PASSAGE FOR REVIEW →
+--

Sunday 3rd July 2016
The Sixth Sunday after Trinity
Holy Trinity, Cuckfield
Mark 6.7-29

The first time I came up against the now fashionable technique in novels of juxtaposing apparently heterogeneous material, was in Julian Barnes A History of The World in 10.1/2 Chapters, but it shows how far I have come that I now read David Mitchell with comparative ease and with no discomfort at all and so our Gospel reading today doesn't give me any real qualms. What is the connection between its two parts? If we had gone on for another few verses we would find that the story of John the Baptist is the meat in a discipleship sandwich. The Apostles are sent out with the exhortation to carry the minimum of worldly goods and they return to tell Jesus how they have got on but, in the meantime, just like the novels I mentioned, there is a darker story about discipleship; for trivial reasons and, against the grain of Herod's inclination, John the Baptist is beheaded. For nothing.

Well, not quite. The grudge which Salome's mother Herodias had against John was that he had presumed to comment on her sexual behaviour. Personally, I wish he'd commented on just about anything else - her cruelty or greediness, for instance - because this concern with sexual conduct sets a bad precedent but, anyway, John, one supposes, didn't sit down and write her a private note of admonition but, rather, preached of her misdeeds to anybody who cared to listen.

+--

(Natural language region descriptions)

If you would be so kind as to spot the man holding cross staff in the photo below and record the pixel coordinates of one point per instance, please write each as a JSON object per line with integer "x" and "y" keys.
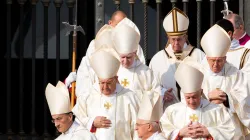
{"x": 73, "y": 28}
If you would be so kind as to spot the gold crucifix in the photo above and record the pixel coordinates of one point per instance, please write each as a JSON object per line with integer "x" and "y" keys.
{"x": 193, "y": 118}
{"x": 125, "y": 83}
{"x": 107, "y": 105}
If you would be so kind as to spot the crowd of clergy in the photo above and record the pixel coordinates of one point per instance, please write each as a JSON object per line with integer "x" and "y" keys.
{"x": 184, "y": 93}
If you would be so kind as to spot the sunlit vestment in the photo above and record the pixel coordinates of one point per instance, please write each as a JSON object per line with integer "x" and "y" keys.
{"x": 138, "y": 78}
{"x": 234, "y": 83}
{"x": 164, "y": 65}
{"x": 215, "y": 118}
{"x": 121, "y": 108}
{"x": 76, "y": 132}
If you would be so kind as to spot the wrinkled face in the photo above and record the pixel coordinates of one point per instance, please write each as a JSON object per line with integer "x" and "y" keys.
{"x": 193, "y": 99}
{"x": 62, "y": 121}
{"x": 237, "y": 31}
{"x": 127, "y": 59}
{"x": 142, "y": 128}
{"x": 177, "y": 43}
{"x": 108, "y": 86}
{"x": 216, "y": 63}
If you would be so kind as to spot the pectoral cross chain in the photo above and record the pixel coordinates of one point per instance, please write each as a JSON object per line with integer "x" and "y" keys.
{"x": 107, "y": 105}
{"x": 125, "y": 83}
{"x": 193, "y": 118}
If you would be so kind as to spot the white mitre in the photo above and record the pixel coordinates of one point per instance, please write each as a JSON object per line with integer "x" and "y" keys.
{"x": 176, "y": 22}
{"x": 125, "y": 39}
{"x": 215, "y": 42}
{"x": 57, "y": 98}
{"x": 189, "y": 78}
{"x": 130, "y": 23}
{"x": 104, "y": 42}
{"x": 104, "y": 29}
{"x": 104, "y": 64}
{"x": 150, "y": 109}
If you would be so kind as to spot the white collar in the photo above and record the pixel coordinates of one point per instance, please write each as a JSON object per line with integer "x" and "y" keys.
{"x": 72, "y": 128}
{"x": 185, "y": 46}
{"x": 221, "y": 73}
{"x": 154, "y": 135}
{"x": 235, "y": 44}
{"x": 135, "y": 64}
{"x": 117, "y": 90}
{"x": 243, "y": 35}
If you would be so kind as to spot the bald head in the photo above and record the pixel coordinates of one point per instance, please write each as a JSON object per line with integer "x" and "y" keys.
{"x": 116, "y": 18}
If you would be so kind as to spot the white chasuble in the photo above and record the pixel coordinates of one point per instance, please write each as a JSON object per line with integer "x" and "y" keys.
{"x": 121, "y": 108}
{"x": 164, "y": 65}
{"x": 76, "y": 132}
{"x": 215, "y": 118}
{"x": 139, "y": 78}
{"x": 107, "y": 109}
{"x": 85, "y": 78}
{"x": 234, "y": 83}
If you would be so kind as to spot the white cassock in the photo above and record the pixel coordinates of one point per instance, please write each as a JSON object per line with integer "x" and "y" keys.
{"x": 239, "y": 57}
{"x": 215, "y": 118}
{"x": 138, "y": 78}
{"x": 234, "y": 83}
{"x": 164, "y": 65}
{"x": 157, "y": 136}
{"x": 76, "y": 132}
{"x": 121, "y": 108}
{"x": 85, "y": 77}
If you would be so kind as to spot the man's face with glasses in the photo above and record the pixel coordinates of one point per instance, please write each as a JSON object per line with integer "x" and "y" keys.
{"x": 62, "y": 121}
{"x": 108, "y": 86}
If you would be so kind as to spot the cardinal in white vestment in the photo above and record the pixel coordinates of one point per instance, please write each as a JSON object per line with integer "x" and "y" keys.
{"x": 133, "y": 74}
{"x": 237, "y": 55}
{"x": 165, "y": 62}
{"x": 223, "y": 83}
{"x": 59, "y": 105}
{"x": 85, "y": 74}
{"x": 109, "y": 110}
{"x": 197, "y": 119}
{"x": 147, "y": 124}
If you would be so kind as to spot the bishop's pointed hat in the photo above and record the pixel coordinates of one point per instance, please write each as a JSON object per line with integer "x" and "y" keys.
{"x": 215, "y": 42}
{"x": 57, "y": 98}
{"x": 125, "y": 39}
{"x": 176, "y": 22}
{"x": 104, "y": 64}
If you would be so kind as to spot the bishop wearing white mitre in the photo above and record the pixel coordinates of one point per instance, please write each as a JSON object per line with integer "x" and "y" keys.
{"x": 198, "y": 118}
{"x": 109, "y": 110}
{"x": 165, "y": 62}
{"x": 223, "y": 83}
{"x": 133, "y": 74}
{"x": 59, "y": 106}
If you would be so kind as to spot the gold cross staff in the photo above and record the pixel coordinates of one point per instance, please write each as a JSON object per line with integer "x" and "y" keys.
{"x": 125, "y": 83}
{"x": 193, "y": 118}
{"x": 107, "y": 105}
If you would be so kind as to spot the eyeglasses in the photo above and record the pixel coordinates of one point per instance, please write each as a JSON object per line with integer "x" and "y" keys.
{"x": 56, "y": 119}
{"x": 108, "y": 83}
{"x": 218, "y": 61}
{"x": 178, "y": 39}
{"x": 138, "y": 125}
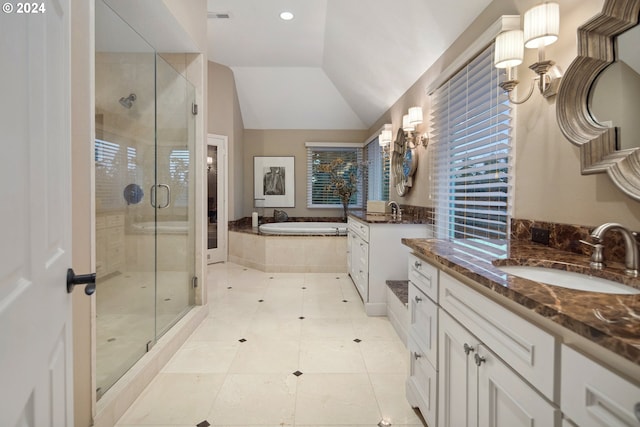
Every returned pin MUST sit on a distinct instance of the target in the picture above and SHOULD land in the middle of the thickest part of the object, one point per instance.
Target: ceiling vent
(218, 15)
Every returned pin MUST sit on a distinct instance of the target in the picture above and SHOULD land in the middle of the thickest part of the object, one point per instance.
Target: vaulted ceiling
(339, 64)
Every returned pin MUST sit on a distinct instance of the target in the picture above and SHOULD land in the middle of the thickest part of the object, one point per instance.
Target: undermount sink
(568, 279)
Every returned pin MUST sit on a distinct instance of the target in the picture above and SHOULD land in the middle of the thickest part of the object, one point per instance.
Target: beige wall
(83, 212)
(290, 143)
(224, 118)
(548, 183)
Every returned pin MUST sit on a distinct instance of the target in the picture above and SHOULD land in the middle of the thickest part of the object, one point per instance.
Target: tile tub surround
(577, 311)
(293, 254)
(567, 237)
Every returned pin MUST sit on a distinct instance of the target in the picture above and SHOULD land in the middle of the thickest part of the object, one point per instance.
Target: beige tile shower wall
(290, 143)
(548, 183)
(289, 254)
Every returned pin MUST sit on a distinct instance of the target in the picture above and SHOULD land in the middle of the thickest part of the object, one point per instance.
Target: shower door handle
(168, 202)
(152, 196)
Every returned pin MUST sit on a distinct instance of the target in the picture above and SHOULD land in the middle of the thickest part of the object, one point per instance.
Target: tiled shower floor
(285, 349)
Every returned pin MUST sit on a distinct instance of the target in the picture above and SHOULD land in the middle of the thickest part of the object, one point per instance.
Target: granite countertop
(386, 218)
(611, 321)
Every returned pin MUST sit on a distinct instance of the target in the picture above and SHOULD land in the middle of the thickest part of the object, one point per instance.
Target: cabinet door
(506, 400)
(423, 323)
(593, 396)
(457, 382)
(422, 384)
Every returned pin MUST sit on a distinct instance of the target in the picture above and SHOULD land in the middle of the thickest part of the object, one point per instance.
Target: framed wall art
(274, 182)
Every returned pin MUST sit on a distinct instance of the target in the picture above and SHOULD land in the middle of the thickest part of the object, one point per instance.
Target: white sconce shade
(415, 116)
(541, 25)
(385, 136)
(406, 125)
(509, 49)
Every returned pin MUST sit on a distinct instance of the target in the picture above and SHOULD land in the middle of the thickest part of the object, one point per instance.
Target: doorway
(217, 196)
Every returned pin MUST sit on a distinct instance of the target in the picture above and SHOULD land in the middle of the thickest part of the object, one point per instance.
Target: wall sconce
(409, 123)
(541, 28)
(385, 138)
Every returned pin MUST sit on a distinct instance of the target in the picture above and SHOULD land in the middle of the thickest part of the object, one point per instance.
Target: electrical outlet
(540, 235)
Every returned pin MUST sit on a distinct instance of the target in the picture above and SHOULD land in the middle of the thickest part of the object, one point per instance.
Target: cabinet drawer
(423, 323)
(526, 348)
(422, 386)
(359, 228)
(424, 276)
(593, 396)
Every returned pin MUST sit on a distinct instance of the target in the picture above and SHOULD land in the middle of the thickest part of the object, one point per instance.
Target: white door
(35, 249)
(217, 199)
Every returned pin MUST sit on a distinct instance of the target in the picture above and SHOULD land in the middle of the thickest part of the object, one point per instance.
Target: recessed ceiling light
(286, 16)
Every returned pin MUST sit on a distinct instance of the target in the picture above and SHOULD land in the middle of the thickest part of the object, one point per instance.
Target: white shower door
(35, 308)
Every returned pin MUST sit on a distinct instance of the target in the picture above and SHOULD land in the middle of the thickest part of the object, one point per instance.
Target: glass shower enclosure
(144, 195)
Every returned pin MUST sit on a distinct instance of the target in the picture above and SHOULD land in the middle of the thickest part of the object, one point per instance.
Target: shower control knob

+--

REQUIRED TASKS →
1. Please list every individual person named in the body of the sermon, not counting the heading lines.
2. Reproduce the sermon text from "The first time" down to "beheaded. For nothing.".
You won't need the listing for any of this.

TASK RESULTS →
1. Julian Barnes, David Mitchell, Jesus, John the Baptist, Herod, Salome, Herodias

2.
The first time I came up against the now fashionable technique in novels of juxtaposing apparently heterogeneous material, was in Julian Barnes A History of The World in 10.1/2 Chapters, but it shows how far I have come that I now read David Mitchell with comparative ease and with no discomfort at all and so our Gospel reading today doesn't give me any real qualms. What is the connection between its two parts? If we had gone on for another few verses we would find that the story of John the Baptist is the meat in a discipleship sandwich. The Apostles are sent out with the exhortation to carry the minimum of worldly goods and they return to tell Jesus how they have got on but, in the meantime, just like the novels I mentioned, there is a darker story about discipleship; for trivial reasons and, against the grain of Herod's inclination, John the Baptist is beheaded. For nothing.